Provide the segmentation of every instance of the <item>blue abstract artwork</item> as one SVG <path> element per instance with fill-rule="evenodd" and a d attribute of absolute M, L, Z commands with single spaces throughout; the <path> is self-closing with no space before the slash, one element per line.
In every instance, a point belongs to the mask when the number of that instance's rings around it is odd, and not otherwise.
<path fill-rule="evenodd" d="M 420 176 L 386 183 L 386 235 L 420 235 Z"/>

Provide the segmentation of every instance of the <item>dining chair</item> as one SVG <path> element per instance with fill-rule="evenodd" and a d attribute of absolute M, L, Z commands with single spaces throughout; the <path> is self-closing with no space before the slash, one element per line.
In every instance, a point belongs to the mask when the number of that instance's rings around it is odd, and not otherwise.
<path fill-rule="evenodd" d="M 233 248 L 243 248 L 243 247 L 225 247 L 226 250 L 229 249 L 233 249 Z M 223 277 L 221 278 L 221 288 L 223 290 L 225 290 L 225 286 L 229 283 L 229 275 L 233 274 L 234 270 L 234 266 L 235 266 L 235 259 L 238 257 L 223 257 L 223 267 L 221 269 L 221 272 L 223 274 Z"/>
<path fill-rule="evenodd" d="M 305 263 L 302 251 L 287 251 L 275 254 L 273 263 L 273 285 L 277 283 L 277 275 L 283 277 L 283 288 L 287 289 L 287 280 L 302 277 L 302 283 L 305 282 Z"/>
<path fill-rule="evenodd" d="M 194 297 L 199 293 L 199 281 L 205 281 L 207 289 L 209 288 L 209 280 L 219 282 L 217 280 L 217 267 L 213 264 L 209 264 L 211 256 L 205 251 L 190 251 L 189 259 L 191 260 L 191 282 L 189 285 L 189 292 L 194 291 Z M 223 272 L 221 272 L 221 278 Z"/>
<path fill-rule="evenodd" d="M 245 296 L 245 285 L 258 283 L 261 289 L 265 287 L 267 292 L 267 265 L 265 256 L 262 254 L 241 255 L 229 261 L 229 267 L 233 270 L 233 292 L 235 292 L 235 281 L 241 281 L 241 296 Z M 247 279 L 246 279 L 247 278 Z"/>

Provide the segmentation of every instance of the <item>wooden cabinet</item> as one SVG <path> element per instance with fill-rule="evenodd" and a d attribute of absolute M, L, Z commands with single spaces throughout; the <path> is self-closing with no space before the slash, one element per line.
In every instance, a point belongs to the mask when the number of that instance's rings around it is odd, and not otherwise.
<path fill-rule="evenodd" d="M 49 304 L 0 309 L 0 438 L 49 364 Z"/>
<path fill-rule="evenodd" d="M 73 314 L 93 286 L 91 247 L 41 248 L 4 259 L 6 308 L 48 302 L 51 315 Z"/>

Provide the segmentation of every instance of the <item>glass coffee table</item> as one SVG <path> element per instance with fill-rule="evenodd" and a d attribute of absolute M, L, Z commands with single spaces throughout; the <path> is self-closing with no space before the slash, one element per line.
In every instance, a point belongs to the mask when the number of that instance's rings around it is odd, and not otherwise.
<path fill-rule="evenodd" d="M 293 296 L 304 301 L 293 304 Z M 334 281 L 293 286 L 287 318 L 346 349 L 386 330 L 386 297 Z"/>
□ □ □ □ □ □ □
#### TASK DIRECTIONS
Can you turn the records above into a two-column CSV with the header input,output, with one row per record holding its text and its answer, each in a single quoted field with line breaks replaced by spaces?

#### RIGHT ANSWER
input,output
"Provide the segmentation of every instance of the <item>blue abstract artwork</item> as one SVG <path> element per instance with fill-rule=""evenodd"" and a d attribute of absolute M, L, Z commands with single spaces throughout; the <path> is self-closing with no space before the slash, one element per line. In every instance, a point belongs to the mask when the number of that instance's rings around it is odd, and not otherwise.","<path fill-rule=""evenodd"" d=""M 420 176 L 386 183 L 386 235 L 420 235 Z""/>"
"Provide the segmentation of every instance of the <item>dining chair</item> as one SVG <path> element per instance with fill-rule=""evenodd"" and a d attribute of absolute M, L, Z commands with single spaces throughout; the <path> is self-closing with no space before the slash, one element per line. In every instance, a point belongs to the mask when the number of that instance's rings around it is odd, and not otherwise.","<path fill-rule=""evenodd"" d=""M 233 248 L 243 248 L 243 247 L 225 247 L 226 250 L 229 249 L 233 249 Z M 223 277 L 221 278 L 221 288 L 223 290 L 225 290 L 225 286 L 229 283 L 229 275 L 233 274 L 234 270 L 234 266 L 235 266 L 235 259 L 238 257 L 223 257 L 223 267 L 221 269 L 221 272 L 223 274 Z""/> <path fill-rule=""evenodd"" d=""M 305 263 L 302 251 L 287 251 L 275 254 L 273 263 L 273 285 L 277 283 L 277 275 L 283 277 L 283 288 L 287 289 L 287 280 L 302 277 L 302 283 L 305 282 Z""/> <path fill-rule=""evenodd"" d=""M 194 297 L 199 293 L 199 281 L 205 281 L 207 289 L 209 288 L 209 280 L 219 282 L 217 280 L 217 267 L 213 264 L 209 264 L 211 256 L 205 251 L 190 251 L 189 259 L 191 260 L 191 282 L 189 285 L 189 292 L 194 291 Z M 223 272 L 221 272 L 221 278 Z""/> <path fill-rule=""evenodd"" d=""M 245 296 L 245 285 L 258 283 L 261 289 L 265 287 L 267 292 L 267 265 L 265 256 L 262 254 L 241 255 L 229 261 L 229 267 L 233 270 L 233 292 L 235 292 L 235 281 L 241 281 L 241 296 Z M 247 279 L 246 279 L 247 278 Z""/>"
"Provide the segmentation of every instance of the <item>wooden cabinet</item> as one SVG <path> element per instance with fill-rule=""evenodd"" and a d attribute of absolute M, L, Z commands with single spaces throughout; the <path> is self-closing with no space before the slash, one element per line. In every instance, a point belongs to the mask when the number of that instance's rings around it is odd, and not otherwise.","<path fill-rule=""evenodd"" d=""M 49 304 L 0 309 L 0 438 L 49 364 Z""/> <path fill-rule=""evenodd"" d=""M 73 314 L 93 286 L 91 247 L 41 248 L 4 259 L 6 308 L 48 302 L 51 315 Z""/>"
"Provide the segmentation of every instance of the <item>glass coffee table</item> as one SVG <path> element per instance with fill-rule=""evenodd"" and a d attribute of absolute M, L, Z commands with single spaces throughout; the <path> is self-closing with no space before the slash, one element per line. In every instance, a point belongs to the mask when the number of that instance's rings around it is odd, and not otherwise.","<path fill-rule=""evenodd"" d=""M 293 296 L 304 301 L 293 304 Z M 334 281 L 293 286 L 287 318 L 346 349 L 386 330 L 386 297 Z""/>"